• [Required work]
[1] According to the biology textbook passage, which two awards has A. Malcolm Campbell won?
[2] Pick up the biology textbook passage after its final sentence and keep writing it.

• [Document passage]
Biology has become too massive to memorize factoids the way you were encouraged to in traditional biology courses. This book is organized around the 5 Big Ideas of biology: Information, Evolution, Cells, Emergent Properties and Homeostasis - core concepts around which biological knowledge is built. Each Big Idea is examined at five levels of biological hierarchy. We have re-envisioned the introductory biology teaching and learning experience with a book that emphasizes concepts and the core competencies of critical thinking, quantitative reasoning, and data interpretation.

 


About the Authors

A. Malcolm Campbell

A. Malcolm Campbell earned his Ph.D. in cell and molecular biology from The Johns Hopkins University in 1992. Campbell was awarded a Pew Teacher-Scholar postdoctoral fellowship where he studied under Jan Serie at Macalester College. Campbell is a Professor of Biology and the director of the James G. Martin Genomics Program at Davidson College. He is the founding director of the Genome Consortium for Active Teaching (GCAT), which connects undergraduates with research-quality genomic learning materials. With his colleague Laurie Heyer, he wrote the first true genomics textbook for undergraduates, Genomics, Proteomics and Bioinformatics, now in its second edition. He won the American Society for Cell Biology’s Bruce Alberts Excellence in Education Award and the Hunter-Hamilton Love of Teaching award from Davidson College. He served as co-Editor-in-Chief of CBE-Life Sciences Education and is a charter member of the Society for the Advancement of Biology Education Research (SABER). His scholarship covers both education research and undergraduate-driven synthetic biology. Heyer and Campbell collaborate with their students to perform synthetic biology research.

Stored entries
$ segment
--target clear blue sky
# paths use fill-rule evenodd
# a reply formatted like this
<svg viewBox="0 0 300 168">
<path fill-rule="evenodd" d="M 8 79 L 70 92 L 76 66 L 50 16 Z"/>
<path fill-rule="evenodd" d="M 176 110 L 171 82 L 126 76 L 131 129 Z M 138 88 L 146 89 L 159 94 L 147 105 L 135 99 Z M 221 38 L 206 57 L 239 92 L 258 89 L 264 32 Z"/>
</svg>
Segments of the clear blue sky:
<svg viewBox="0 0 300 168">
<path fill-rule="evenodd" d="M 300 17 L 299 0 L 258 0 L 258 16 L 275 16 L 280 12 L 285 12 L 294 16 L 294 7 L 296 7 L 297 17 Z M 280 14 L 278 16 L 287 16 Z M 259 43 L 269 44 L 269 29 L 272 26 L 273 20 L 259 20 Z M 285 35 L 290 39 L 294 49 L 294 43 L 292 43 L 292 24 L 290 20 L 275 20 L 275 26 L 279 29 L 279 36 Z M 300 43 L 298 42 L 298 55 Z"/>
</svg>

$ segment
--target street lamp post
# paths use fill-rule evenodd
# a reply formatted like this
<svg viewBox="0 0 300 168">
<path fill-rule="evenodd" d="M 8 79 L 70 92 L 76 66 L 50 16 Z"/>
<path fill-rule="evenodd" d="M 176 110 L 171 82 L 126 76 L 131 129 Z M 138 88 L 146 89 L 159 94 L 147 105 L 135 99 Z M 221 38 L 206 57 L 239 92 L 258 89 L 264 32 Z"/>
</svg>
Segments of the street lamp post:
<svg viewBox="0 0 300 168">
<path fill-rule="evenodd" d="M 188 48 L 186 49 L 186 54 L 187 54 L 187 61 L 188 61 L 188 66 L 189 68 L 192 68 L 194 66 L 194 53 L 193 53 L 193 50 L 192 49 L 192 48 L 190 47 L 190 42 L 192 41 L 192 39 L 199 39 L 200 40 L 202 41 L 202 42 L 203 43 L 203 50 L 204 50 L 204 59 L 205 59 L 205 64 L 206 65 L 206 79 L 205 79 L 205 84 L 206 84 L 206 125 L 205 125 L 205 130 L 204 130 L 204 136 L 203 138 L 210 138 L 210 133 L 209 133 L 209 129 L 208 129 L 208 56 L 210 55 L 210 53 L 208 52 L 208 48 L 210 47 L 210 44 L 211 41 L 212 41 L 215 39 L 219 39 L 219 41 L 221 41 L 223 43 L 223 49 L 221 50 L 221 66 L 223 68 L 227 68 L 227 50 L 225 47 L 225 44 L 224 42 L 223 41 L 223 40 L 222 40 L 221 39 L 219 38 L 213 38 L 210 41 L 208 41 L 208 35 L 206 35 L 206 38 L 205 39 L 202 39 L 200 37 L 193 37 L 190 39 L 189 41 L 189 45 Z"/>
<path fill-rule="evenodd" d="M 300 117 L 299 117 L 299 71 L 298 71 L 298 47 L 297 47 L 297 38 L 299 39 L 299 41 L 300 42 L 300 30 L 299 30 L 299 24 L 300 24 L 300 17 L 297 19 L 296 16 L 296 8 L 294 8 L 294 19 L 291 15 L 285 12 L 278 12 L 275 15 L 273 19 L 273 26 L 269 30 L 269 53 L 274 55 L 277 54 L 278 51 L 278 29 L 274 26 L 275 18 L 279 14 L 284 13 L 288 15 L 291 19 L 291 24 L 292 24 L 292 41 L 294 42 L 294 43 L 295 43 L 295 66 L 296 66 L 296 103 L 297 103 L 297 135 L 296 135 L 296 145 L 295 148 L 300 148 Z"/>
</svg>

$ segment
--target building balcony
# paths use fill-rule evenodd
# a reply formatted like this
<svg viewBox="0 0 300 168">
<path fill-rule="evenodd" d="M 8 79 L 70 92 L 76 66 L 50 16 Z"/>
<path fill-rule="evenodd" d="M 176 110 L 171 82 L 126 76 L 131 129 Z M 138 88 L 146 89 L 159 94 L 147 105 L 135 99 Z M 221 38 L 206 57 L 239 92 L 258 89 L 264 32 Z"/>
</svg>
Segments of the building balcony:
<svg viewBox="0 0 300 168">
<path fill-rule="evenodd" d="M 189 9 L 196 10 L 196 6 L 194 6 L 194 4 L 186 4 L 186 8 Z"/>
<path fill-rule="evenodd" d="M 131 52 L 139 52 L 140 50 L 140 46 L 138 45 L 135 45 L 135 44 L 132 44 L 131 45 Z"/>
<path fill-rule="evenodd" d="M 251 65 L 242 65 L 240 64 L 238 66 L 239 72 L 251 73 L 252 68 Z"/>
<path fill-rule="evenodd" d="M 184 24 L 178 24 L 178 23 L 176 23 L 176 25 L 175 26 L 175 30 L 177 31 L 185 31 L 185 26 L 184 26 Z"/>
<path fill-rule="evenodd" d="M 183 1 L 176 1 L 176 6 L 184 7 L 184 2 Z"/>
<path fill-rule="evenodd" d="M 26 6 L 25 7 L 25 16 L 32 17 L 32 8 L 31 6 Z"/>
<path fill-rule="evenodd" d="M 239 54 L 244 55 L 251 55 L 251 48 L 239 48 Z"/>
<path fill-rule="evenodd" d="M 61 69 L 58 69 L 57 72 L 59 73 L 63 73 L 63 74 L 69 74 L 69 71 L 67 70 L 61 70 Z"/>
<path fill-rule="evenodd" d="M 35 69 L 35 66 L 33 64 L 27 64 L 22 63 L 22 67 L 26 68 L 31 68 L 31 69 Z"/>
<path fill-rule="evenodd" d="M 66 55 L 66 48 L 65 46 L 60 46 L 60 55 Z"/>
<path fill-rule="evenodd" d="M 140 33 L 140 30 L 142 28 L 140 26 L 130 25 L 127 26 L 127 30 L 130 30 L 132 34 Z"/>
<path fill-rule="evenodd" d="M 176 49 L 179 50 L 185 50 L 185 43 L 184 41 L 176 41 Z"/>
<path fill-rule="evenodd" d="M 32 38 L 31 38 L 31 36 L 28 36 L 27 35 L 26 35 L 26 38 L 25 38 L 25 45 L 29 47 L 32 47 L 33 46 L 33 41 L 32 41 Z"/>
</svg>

• [Task-by-task results]
[1] The American Society for Cell Biology's Bruce Alberts Excellence in Education Award and the Hunter-Hamilton Love of Teaching award from Davidson College.

[2]
 

Laurie J. Heyer

Laurie Heyer received her B.S. in Mathematics from the University of Texas at Arlington. She began research in bioinformatics for her Ph.D. in Applied Mathematics, which she received from the University of Colorado at Boulder in 1998. She was a postdoctoral fellow with Michael Waterman in the Center for Computational and Experimental Genomics at the University of Southern California. As Professor and Chair of Mathematics and Computer Science at Davidson College, Dr. Heyer teaches a cross-listed course in bioinformatics that draws both math and biology majors. She has also developed a two-semester sequence in calculus and modeling that focuses on applications in the life science. Heyer wrote “Math Minutes” for Discovering Genomics, Proteomics & Bioinformatics, co-authored with her colleague Malcolm Campbell. With her students, she developed software for microarray data analysis, and taught analysis methods to faculty in national workshops through the Genome Consortium for Active Teaching (GCAT). Her current research, in collaboration with Campbell and interdisciplinary teams of undergraduates, is in synthetic biology.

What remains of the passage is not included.